Give the data below again exactly as it stands. Omit the pictures.

Data records:
______

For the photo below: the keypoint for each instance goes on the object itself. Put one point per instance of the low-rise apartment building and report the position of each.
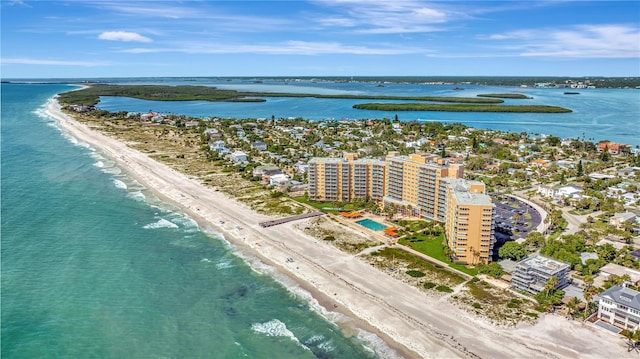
(533, 272)
(620, 306)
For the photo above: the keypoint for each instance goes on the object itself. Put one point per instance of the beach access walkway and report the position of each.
(278, 221)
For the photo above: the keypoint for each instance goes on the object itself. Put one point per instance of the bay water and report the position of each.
(597, 113)
(94, 266)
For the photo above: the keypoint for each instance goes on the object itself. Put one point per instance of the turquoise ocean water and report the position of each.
(93, 266)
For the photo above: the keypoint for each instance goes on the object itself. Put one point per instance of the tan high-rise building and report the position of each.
(416, 184)
(345, 179)
(469, 221)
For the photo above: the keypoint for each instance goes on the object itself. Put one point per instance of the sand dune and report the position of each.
(413, 323)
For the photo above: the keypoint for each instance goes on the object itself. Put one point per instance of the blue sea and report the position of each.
(598, 114)
(94, 266)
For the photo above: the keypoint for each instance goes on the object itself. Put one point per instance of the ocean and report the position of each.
(93, 265)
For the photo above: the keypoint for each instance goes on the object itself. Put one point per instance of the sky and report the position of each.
(88, 39)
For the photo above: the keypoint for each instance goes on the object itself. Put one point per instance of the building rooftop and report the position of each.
(464, 193)
(623, 295)
(327, 160)
(543, 263)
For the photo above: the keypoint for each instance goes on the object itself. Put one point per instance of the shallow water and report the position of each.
(93, 265)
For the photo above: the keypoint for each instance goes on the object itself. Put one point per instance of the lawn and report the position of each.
(433, 247)
(335, 207)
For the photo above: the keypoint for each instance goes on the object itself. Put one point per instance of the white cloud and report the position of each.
(383, 17)
(123, 36)
(580, 41)
(23, 61)
(283, 48)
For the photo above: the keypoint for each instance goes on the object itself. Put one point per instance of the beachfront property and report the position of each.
(345, 179)
(613, 148)
(618, 219)
(567, 191)
(469, 224)
(620, 306)
(418, 185)
(533, 272)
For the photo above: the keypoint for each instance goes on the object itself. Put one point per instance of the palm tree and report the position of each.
(573, 305)
(550, 284)
(588, 281)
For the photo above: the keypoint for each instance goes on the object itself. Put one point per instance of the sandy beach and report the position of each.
(413, 323)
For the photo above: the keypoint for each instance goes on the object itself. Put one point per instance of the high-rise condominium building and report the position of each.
(345, 179)
(418, 185)
(469, 221)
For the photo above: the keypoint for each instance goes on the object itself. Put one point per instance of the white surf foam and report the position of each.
(224, 264)
(276, 328)
(162, 223)
(119, 184)
(137, 196)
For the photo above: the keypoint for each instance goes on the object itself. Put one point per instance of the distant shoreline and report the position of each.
(410, 321)
(629, 82)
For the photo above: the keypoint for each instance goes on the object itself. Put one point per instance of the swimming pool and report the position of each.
(371, 224)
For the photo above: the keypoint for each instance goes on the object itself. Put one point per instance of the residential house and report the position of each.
(619, 218)
(613, 148)
(568, 191)
(615, 269)
(279, 180)
(259, 145)
(620, 306)
(533, 272)
(218, 146)
(238, 157)
(301, 167)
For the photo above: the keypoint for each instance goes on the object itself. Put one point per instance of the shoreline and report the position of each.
(410, 322)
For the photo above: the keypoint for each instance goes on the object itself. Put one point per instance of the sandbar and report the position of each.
(410, 321)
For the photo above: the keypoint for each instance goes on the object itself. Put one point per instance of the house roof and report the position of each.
(623, 295)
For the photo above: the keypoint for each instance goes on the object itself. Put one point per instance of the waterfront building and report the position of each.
(469, 225)
(416, 184)
(533, 272)
(620, 306)
(345, 179)
(614, 148)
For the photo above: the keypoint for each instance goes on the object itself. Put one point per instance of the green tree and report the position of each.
(493, 269)
(573, 305)
(605, 156)
(579, 169)
(513, 250)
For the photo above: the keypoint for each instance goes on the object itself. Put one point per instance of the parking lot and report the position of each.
(514, 219)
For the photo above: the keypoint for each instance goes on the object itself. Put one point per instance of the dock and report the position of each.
(278, 221)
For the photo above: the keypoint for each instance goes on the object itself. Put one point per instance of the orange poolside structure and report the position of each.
(391, 231)
(355, 214)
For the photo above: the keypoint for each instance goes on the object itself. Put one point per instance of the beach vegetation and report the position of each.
(415, 273)
(460, 107)
(493, 269)
(429, 285)
(431, 243)
(505, 95)
(90, 96)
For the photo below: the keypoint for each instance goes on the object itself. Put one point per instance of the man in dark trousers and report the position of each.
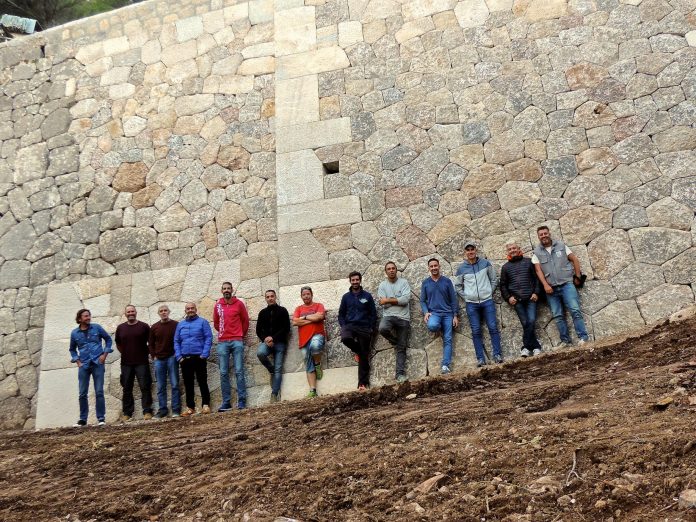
(161, 345)
(272, 327)
(131, 340)
(520, 287)
(357, 316)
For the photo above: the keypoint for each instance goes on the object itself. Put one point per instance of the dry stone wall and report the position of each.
(308, 138)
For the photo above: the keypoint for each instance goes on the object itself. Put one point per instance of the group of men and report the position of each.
(186, 344)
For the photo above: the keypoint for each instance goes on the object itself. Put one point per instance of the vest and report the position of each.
(556, 266)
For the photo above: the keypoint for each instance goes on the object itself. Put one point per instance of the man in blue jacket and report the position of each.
(192, 341)
(357, 316)
(89, 346)
(440, 309)
(476, 280)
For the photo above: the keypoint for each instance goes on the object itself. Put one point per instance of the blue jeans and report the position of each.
(170, 367)
(236, 348)
(96, 371)
(275, 369)
(526, 311)
(566, 295)
(475, 311)
(443, 322)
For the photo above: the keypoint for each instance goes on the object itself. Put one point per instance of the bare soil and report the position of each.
(602, 432)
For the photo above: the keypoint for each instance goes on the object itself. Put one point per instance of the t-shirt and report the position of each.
(535, 259)
(307, 331)
(131, 341)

______

### TASK OUTPUT:
For the photo below: the keypoint for each instance goes on the object itself. Put one point per instance of the low-rise apartment building and report the position of each.
(533, 272)
(620, 306)
For the photo above: the keypoint for each instance goes on the object itself. Put one point per instance of the beach access walkway and report the position of each.
(278, 221)
For the photo above: the keypoint for each instance goes on the object itself. Put one point per instance of the bay water and report the position of each.
(597, 113)
(94, 266)
For the photo above: the keypoint for each instance goes on the object itself. Put one point per instance of the turquoise ocean water and report the position of each.
(93, 266)
For the photo above: the keypoint for each instance goes on the object itself. Put one point per instance of the tan high-rise building and report the position of each.
(416, 184)
(345, 179)
(469, 221)
For the photo above: the keypoint for each instance goes on the object itself. Put one point per instance of the sand dune and report the position of each.
(413, 323)
For the photo above: the keypoint for each instance goes on the object itself. Put one point per instance of the blue sea and report the position of each.
(598, 114)
(94, 266)
For the photo above: the keypoint for each instance goes on the object itself. Put one point per instance of the ocean and report the position of each.
(93, 265)
For the photo above: the keypoint for each instance goes on the object itself. Put one point per instance of the sky and report the position of each.
(88, 39)
For the photo above: the keypoint for each instance goes on the object itself. Put one point per instance of the building rooftop and report the position of each.
(464, 193)
(623, 295)
(327, 160)
(543, 263)
For the photo above: the keypoint for each instance goes on the object itself. Put one point per instance of the shallow water and report the position of each.
(93, 265)
For the photo above: the keypoint for each instance goes on the object itself. Put one point per instance of the lawn and report the position of each.
(433, 247)
(335, 207)
For the photo above: the keypoint for each instance goes on the object itself. Put one point per instance of the white cloud and report the position of each.
(383, 17)
(123, 36)
(580, 41)
(23, 61)
(283, 48)
For the photo above: the keypoint for each instance goes on the object itself. Put one point per instance of the beachfront property and report the position of each.
(345, 179)
(613, 148)
(618, 219)
(567, 191)
(469, 224)
(620, 306)
(418, 185)
(533, 272)
For the photo above: the keypoint for each instance goes on the object itself. Put one point per instance of the palm tree and report the position of each.
(573, 305)
(550, 284)
(588, 281)
For the photo above: the keypoint for each instance goes on the object itself. Put one point per instance of the sandy beach and report the position of each.
(413, 323)
For the photo above: the keypoint for each instance goes on the object itself. Put one point per instance of the high-rise condominium building and report the position of each.
(345, 179)
(418, 185)
(469, 221)
For the photo above: the keypoint for each instance goes on the object itself. Put one point per instance of the white surf foam and report the position of each.
(224, 264)
(276, 328)
(162, 223)
(119, 184)
(137, 196)
For the photo above: the keypoint for each instance goes on the object itself. Put one point per instance of the distant shoreline and report the position of each.
(410, 321)
(629, 82)
For the photo above: the keypoint for each instance goes on the object itself. Put one point per instance of the swimming pool and report the position of each.
(371, 224)
For the photo above: the keypoint for each instance goes on the object itself. Put one point per instance of the residential house and report the position of each.
(619, 218)
(613, 148)
(568, 191)
(615, 269)
(279, 180)
(259, 145)
(620, 306)
(533, 272)
(218, 146)
(238, 157)
(301, 167)
For the photo above: the keypoint for each instance goes on the object itself. Put one point per instance of the shoreline and report the position of each.
(410, 322)
For the photo above: the keypoint for each instance goes on the object itself. Put one point per instance of the sandbar and report the position of each.
(410, 321)
For the photo above: the keypoint for each instance goes on the object itself. Put one point per instance of the house roof and report the position of each.
(623, 295)
For the photo above: the keypoint for each instance goes on the object itself. Put one point per instance of the waterfront building and report the position of each.
(469, 225)
(416, 184)
(533, 272)
(620, 306)
(345, 179)
(614, 148)
For the photo above: the keypoint for each instance goes on the object itself. Put one point per instance of the green tree and report the position of each.
(493, 269)
(573, 305)
(605, 156)
(579, 169)
(513, 250)
For the photo above: the keypoint for each instance goes on the object itself. Put one point per instance of the parking lot and report the position of each.
(514, 219)
For the photo above: the keypoint for each instance goes on the object itself. Put one point per instance of the dock and report the position of each.
(278, 221)
For the photo above: the keypoint for each instance goes on the object itself. Put one point per instance of the orange poolside structure and report the position of each.
(391, 231)
(355, 214)
For the photo above: the keypoint for each instance goes on the object itself. Put one point per instance of the beach vegetation and report the position of each.
(415, 273)
(460, 107)
(493, 269)
(429, 285)
(431, 243)
(505, 95)
(90, 96)
For the photo below: the keypoint for each instance goes on the object itself. Put one point per instance of the man in dark trousers and report the position of each.
(161, 345)
(272, 327)
(131, 340)
(520, 287)
(357, 316)
For the photo above: the keypoint for each instance goes on the object itself. Put one point per instance of the dry stone wall and report the position of each.
(308, 138)
For the photo above: the keypoint for each instance goes on the object itself. Put one point per instance of the group of men and report the position of each.
(186, 344)
For the photo above: the keypoint for each instance goes on the object itself. Put one point per instance of the vest and report the position of each.
(556, 266)
For the photo above: the keypoint for each instance goes on the object itself. Put one point per instance of the man in blue jacket and report the position of each.
(192, 341)
(357, 316)
(89, 346)
(440, 309)
(476, 280)
For the photo above: the keypoint for each instance goes on the object itself. Put one point per instance of the blue jeans and report the position of each.
(170, 367)
(236, 348)
(96, 371)
(275, 369)
(526, 311)
(566, 295)
(475, 311)
(443, 322)
For the photo above: the keypoint for each instance goes on the object itself. Put one point per instance of the bare soil and report the position of each.
(602, 432)
For the photo above: the keypoint for each instance goes on the object itself. Put one point per instance of the t-shirt and report the position of each.
(535, 259)
(307, 331)
(131, 341)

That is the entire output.